- [PROBLEM TO WORK ON] Pull out the lines below, starting at the one that contains "Roster-mapping task: tag the blue" and running through the final line, and reproduce them without any changes.

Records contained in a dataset

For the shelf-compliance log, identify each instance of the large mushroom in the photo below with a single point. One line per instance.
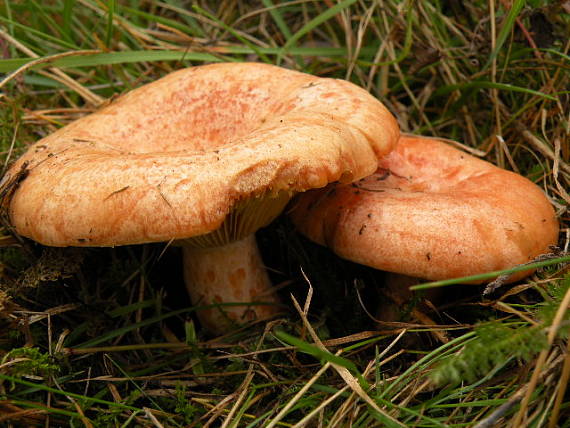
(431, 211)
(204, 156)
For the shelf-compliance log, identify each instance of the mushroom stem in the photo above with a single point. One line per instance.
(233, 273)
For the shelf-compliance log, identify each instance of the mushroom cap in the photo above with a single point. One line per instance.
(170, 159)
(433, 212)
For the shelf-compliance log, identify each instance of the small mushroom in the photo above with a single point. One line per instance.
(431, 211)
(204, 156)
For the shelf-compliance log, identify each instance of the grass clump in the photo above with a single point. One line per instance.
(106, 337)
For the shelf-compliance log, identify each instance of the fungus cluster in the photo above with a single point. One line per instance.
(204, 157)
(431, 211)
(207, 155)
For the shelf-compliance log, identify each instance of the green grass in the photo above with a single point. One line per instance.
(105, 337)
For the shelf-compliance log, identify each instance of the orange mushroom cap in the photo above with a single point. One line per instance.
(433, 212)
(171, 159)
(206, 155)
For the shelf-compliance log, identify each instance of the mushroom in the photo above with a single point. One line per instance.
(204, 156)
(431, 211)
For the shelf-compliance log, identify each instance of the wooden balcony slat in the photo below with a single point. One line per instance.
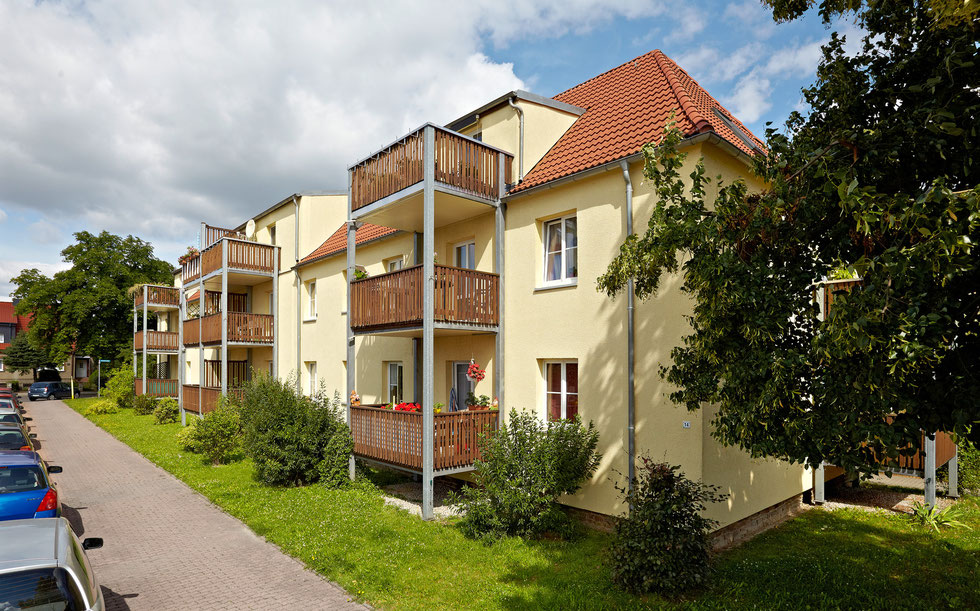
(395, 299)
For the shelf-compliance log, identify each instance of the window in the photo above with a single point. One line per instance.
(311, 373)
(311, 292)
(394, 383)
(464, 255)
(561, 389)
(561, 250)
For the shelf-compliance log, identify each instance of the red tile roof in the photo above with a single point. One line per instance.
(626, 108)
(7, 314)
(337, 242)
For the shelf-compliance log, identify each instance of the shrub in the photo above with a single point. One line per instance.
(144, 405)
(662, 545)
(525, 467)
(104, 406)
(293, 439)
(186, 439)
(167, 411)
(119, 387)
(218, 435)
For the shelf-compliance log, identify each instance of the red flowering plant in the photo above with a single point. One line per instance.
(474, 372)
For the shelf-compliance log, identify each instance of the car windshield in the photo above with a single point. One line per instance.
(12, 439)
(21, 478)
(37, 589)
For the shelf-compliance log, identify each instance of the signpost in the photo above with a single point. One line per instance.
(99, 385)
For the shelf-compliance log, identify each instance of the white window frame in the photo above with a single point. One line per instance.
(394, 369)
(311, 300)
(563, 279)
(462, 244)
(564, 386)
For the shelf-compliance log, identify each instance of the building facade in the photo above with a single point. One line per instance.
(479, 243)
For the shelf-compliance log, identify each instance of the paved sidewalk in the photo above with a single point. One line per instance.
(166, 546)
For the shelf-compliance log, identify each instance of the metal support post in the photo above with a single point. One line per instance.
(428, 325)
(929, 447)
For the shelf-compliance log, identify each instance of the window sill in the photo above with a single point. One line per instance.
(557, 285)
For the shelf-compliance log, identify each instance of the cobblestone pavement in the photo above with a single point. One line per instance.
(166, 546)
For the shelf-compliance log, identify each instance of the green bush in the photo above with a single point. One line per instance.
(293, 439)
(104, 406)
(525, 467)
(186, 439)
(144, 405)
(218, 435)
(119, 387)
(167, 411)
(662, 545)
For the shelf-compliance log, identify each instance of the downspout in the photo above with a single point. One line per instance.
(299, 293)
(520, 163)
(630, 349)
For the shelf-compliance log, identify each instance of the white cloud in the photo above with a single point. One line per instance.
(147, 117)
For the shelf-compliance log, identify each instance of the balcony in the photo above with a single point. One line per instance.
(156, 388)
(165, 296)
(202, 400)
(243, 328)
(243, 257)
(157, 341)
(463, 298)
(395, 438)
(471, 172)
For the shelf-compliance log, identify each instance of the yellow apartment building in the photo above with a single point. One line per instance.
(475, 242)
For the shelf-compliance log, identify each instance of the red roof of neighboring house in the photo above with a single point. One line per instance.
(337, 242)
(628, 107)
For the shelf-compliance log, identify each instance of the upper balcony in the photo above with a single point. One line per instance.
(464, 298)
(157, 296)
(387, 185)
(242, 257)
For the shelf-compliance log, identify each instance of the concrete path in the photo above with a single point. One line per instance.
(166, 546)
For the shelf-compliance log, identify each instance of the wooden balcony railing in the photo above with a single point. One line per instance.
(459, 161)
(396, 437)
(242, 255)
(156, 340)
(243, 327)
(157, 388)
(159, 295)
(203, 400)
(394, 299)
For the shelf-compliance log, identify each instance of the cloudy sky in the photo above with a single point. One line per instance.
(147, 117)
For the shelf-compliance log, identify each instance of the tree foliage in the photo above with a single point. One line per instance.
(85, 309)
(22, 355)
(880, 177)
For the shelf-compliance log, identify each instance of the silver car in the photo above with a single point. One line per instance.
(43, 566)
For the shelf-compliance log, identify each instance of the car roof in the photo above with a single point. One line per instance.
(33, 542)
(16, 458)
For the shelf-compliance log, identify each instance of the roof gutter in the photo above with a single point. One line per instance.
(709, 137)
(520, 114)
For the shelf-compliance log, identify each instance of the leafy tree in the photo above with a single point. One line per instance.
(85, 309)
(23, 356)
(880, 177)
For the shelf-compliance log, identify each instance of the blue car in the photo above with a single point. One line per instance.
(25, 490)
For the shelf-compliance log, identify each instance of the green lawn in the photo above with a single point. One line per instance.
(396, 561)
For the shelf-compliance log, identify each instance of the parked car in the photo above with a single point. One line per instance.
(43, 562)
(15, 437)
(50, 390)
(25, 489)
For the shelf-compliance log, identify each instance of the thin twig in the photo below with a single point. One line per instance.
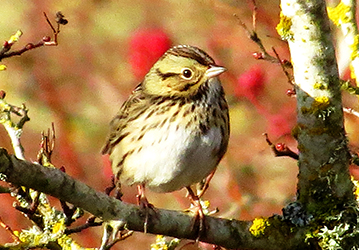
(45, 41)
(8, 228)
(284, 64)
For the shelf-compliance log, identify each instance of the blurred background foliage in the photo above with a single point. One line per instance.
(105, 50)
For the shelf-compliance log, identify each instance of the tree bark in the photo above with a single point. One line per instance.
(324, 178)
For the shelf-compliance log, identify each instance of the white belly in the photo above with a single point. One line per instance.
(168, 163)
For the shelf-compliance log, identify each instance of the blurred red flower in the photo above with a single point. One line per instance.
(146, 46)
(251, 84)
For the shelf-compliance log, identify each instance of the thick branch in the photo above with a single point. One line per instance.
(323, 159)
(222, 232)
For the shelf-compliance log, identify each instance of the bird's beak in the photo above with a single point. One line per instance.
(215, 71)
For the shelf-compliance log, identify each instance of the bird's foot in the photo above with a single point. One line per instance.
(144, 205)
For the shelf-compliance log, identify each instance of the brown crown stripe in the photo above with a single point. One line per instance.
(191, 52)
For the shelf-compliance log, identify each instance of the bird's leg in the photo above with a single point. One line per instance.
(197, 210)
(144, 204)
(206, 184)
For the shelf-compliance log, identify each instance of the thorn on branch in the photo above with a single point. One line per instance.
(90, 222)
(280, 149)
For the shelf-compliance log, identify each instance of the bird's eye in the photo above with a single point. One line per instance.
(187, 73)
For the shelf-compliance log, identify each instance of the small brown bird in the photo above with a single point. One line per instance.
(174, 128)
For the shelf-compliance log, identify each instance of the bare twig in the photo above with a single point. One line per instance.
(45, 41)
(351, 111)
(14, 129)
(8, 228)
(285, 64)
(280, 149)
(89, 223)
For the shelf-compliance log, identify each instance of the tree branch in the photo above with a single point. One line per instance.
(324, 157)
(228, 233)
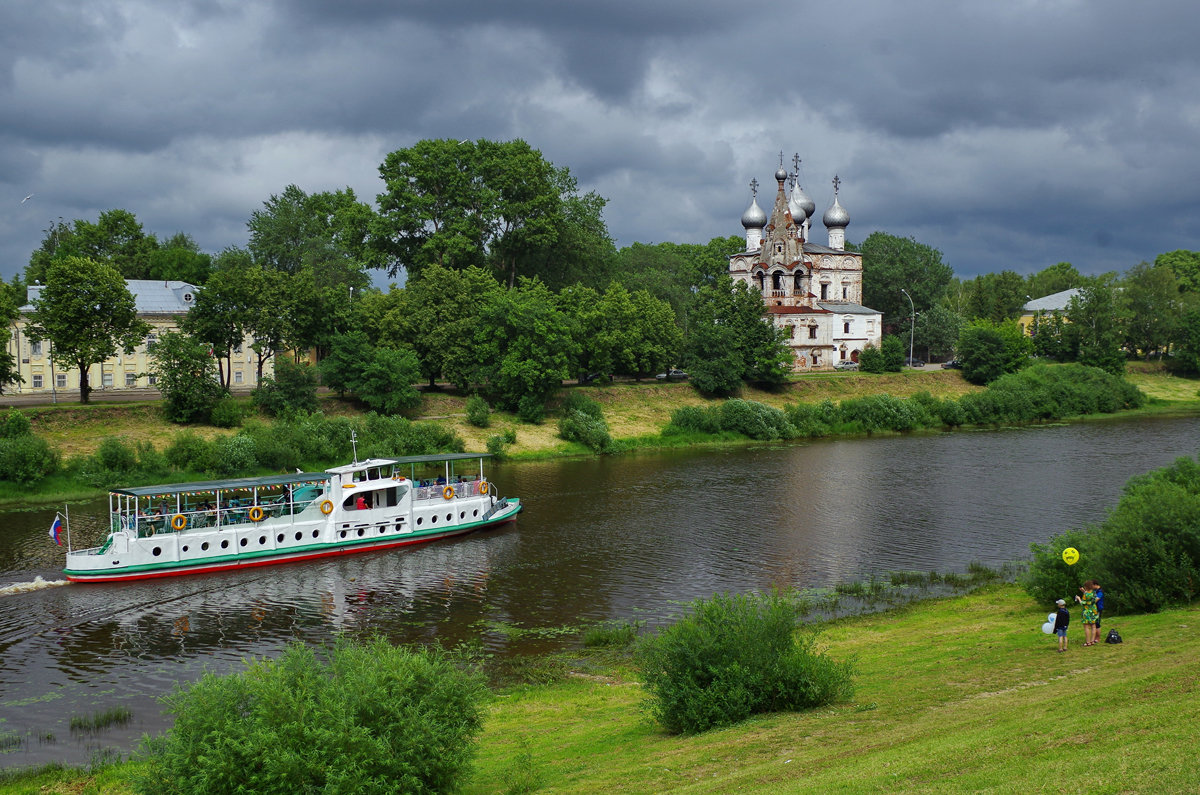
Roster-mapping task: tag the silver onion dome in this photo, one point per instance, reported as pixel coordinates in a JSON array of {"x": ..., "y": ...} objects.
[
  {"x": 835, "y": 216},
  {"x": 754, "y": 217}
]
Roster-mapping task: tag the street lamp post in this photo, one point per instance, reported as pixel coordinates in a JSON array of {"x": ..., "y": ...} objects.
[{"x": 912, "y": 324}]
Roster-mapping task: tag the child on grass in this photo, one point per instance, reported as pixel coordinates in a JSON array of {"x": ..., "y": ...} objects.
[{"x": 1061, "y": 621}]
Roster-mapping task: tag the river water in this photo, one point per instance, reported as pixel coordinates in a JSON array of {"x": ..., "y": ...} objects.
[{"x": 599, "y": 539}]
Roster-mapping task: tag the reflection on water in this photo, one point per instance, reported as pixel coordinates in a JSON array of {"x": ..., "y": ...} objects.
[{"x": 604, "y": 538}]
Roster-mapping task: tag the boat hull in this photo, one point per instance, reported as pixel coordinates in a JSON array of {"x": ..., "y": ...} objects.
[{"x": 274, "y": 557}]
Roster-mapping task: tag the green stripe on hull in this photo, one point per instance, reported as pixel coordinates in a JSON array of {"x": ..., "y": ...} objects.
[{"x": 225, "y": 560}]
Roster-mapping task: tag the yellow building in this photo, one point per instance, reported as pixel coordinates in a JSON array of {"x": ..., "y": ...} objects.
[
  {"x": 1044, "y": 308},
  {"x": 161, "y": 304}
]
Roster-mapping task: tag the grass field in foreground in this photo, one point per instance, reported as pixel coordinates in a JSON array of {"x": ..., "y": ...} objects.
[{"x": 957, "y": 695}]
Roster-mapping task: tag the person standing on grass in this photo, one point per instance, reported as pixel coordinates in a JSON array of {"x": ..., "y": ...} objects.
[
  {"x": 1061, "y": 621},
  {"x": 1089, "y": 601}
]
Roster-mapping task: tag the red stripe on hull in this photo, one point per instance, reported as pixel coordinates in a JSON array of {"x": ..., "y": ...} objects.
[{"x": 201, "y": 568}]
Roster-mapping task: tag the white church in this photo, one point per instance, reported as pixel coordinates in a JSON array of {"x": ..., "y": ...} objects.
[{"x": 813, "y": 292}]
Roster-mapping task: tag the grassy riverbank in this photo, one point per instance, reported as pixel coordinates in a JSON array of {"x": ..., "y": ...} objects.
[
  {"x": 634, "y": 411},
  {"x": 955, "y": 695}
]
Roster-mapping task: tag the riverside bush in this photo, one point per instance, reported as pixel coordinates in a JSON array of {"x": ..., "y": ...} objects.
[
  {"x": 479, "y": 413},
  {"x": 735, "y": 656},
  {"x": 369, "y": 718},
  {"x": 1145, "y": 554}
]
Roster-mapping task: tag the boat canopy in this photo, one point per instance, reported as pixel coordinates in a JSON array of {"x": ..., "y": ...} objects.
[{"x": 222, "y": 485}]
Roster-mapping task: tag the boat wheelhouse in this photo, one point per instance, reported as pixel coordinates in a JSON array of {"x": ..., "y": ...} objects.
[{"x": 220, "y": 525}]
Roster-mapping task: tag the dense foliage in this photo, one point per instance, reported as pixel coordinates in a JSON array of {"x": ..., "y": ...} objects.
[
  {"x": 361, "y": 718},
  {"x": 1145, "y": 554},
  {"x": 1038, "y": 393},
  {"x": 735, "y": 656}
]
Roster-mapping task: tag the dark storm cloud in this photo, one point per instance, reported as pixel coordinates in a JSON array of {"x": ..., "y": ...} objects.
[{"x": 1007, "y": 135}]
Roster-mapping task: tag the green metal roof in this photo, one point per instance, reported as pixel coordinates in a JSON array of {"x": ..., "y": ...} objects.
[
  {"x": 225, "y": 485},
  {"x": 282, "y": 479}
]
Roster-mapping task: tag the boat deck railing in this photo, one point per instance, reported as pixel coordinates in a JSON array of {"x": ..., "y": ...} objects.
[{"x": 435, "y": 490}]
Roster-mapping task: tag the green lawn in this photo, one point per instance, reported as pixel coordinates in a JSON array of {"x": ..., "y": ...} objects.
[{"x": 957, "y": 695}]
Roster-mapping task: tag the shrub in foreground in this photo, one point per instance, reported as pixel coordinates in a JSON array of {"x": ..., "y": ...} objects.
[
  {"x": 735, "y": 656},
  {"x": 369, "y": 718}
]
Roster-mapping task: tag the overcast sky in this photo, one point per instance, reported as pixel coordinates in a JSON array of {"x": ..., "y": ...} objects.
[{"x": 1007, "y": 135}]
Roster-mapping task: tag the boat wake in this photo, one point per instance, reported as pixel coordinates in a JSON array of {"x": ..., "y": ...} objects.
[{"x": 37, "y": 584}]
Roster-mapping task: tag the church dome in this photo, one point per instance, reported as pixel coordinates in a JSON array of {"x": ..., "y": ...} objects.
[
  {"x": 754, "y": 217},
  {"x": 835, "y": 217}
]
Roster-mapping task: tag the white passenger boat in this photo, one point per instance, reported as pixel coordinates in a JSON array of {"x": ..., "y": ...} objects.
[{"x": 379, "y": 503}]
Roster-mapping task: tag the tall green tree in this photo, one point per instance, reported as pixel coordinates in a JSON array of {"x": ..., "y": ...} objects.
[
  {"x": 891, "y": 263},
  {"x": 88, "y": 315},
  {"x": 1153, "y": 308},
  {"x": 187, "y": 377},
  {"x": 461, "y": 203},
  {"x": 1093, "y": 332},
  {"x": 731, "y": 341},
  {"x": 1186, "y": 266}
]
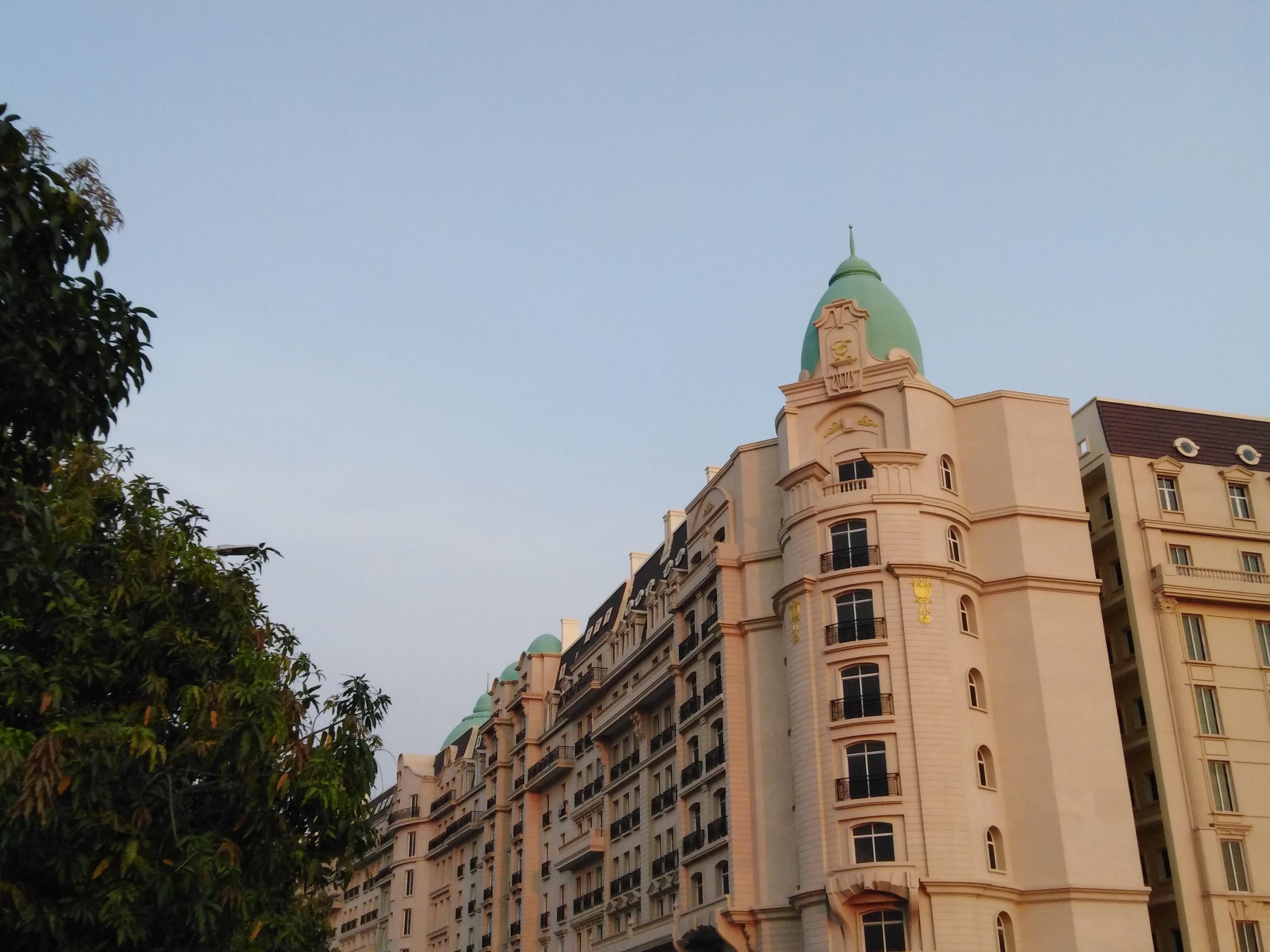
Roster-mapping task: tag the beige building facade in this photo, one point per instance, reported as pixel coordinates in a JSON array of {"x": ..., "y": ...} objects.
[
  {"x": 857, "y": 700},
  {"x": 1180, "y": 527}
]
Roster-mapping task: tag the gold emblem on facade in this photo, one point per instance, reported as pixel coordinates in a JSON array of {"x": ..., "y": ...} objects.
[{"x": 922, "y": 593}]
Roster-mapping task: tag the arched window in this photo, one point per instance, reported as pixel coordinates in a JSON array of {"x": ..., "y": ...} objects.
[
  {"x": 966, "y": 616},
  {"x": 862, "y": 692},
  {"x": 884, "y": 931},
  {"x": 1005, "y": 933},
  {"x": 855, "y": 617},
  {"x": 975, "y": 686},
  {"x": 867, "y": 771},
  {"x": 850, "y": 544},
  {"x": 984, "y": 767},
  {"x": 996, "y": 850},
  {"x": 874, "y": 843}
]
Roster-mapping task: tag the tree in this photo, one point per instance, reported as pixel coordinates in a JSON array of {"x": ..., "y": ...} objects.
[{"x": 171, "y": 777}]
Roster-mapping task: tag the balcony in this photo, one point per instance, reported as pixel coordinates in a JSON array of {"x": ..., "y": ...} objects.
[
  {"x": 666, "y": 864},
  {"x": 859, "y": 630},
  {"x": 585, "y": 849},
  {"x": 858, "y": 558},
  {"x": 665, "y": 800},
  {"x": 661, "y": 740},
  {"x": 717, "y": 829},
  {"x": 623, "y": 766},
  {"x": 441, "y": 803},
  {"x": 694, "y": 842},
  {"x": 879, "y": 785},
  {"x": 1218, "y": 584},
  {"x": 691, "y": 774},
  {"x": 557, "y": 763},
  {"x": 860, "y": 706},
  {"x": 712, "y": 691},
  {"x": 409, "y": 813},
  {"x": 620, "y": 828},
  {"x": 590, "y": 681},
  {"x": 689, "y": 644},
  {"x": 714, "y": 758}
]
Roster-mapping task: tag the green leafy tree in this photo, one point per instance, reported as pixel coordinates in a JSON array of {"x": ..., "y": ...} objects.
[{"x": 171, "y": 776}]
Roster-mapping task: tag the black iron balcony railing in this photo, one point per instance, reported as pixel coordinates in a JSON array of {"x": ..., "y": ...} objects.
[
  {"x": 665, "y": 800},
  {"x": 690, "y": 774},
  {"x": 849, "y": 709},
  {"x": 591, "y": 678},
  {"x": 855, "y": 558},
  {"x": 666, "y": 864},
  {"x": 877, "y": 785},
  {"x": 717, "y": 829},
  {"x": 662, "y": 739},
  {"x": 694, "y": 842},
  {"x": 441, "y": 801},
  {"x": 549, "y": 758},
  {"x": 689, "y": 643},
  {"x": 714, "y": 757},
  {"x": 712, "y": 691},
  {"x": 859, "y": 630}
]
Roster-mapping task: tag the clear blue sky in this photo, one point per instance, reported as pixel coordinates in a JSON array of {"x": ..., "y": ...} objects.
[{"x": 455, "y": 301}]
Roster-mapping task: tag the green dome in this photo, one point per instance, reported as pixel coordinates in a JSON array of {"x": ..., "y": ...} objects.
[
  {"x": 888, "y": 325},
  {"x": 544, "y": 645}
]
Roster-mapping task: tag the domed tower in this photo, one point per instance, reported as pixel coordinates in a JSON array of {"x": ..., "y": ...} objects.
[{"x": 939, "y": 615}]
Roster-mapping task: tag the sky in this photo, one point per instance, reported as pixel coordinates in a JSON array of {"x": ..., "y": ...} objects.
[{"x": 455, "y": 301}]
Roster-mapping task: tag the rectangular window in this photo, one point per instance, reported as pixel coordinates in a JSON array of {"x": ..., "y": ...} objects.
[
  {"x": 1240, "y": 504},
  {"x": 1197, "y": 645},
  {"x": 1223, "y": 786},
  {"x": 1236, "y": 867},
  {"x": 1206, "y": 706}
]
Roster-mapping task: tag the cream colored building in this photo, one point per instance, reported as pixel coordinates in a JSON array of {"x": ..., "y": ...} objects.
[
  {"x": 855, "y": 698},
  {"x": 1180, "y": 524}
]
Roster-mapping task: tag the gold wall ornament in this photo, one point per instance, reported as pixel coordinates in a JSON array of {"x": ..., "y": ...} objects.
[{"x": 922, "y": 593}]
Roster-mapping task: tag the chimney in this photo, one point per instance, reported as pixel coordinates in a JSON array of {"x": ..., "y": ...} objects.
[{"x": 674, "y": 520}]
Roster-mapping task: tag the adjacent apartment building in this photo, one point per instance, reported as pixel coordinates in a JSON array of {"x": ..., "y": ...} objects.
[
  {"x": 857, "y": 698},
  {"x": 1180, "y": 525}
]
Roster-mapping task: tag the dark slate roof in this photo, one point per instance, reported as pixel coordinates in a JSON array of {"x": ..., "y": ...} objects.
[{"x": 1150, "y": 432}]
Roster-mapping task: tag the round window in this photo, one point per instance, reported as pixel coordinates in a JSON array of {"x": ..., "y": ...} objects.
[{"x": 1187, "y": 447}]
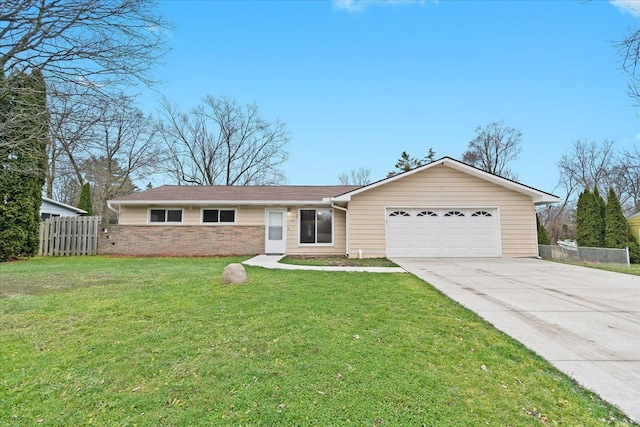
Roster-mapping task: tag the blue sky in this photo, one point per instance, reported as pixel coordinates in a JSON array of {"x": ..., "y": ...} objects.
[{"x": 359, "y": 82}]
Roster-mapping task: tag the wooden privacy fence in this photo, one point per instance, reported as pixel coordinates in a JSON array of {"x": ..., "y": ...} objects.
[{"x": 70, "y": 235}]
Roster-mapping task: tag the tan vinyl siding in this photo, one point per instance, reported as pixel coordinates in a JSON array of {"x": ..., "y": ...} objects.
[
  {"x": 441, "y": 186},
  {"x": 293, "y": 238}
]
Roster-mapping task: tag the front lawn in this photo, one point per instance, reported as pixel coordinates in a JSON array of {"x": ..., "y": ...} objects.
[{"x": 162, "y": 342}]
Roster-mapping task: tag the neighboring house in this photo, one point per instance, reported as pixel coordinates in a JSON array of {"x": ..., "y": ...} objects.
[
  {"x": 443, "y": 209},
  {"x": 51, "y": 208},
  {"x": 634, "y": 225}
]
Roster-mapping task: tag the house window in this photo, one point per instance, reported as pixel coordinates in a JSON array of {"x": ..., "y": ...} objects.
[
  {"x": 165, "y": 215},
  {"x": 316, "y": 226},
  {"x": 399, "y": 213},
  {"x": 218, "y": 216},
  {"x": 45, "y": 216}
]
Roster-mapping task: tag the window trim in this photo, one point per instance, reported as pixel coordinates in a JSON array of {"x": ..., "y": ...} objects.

- [EXERCISE OUTPUT]
Roster-mapping task: tag the blue sky in this photo, one point per instance, reported as pixel coordinates in a JSON array of {"x": ..., "y": ...} objects.
[{"x": 359, "y": 82}]
Roster-mapping task: tag the wooden privacy fence in this photo, one point per instance, reported as pixel coordinates in a JSON array of {"x": ..., "y": ...} objects.
[{"x": 70, "y": 235}]
Roster-mapping task: tag the tan vinyl siding in this photo, one point per instance, reported as pixel coordinates in a JSON array of {"x": ..., "y": ...} objects.
[
  {"x": 441, "y": 186},
  {"x": 293, "y": 238}
]
Roster-mapping task: tag the front lawn in this photo, one point per instance, reported as pixel coordinates in a JSON array of {"x": ..., "y": ...} objects.
[{"x": 162, "y": 342}]
Roster-mapping task: tag the neighboring house in this photo, one point per instance, reported as pixel coordinates in a JSON array of {"x": ..., "y": ...} objects.
[
  {"x": 443, "y": 209},
  {"x": 51, "y": 208},
  {"x": 634, "y": 225}
]
Roster-mapping task: tag the house window in this photo, one point per instance, reported as pixel coordinates in a JSON array of {"x": ..., "y": ...} objects.
[
  {"x": 165, "y": 215},
  {"x": 316, "y": 226},
  {"x": 399, "y": 213},
  {"x": 218, "y": 216},
  {"x": 45, "y": 216}
]
Roster-mapping task: tag the window trim in this photo, one point per instance, reported as pixel coordinates in a JSON array of {"x": ..., "y": ...} objects.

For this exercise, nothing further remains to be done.